- Listed entries
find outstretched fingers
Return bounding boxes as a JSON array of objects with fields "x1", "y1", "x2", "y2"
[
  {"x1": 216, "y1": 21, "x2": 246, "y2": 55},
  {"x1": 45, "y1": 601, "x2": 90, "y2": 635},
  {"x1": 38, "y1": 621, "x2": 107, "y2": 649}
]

- Challenge
Rewrite the listing above with every "outstretched" swapped for "extended", leaving everything else unchanged.

- The response
find extended fingers
Return bounding boxes as a JSON array of objects with fields "x1", "y1", "x2", "y2"
[
  {"x1": 216, "y1": 21, "x2": 246, "y2": 55},
  {"x1": 45, "y1": 601, "x2": 90, "y2": 635},
  {"x1": 38, "y1": 621, "x2": 107, "y2": 649}
]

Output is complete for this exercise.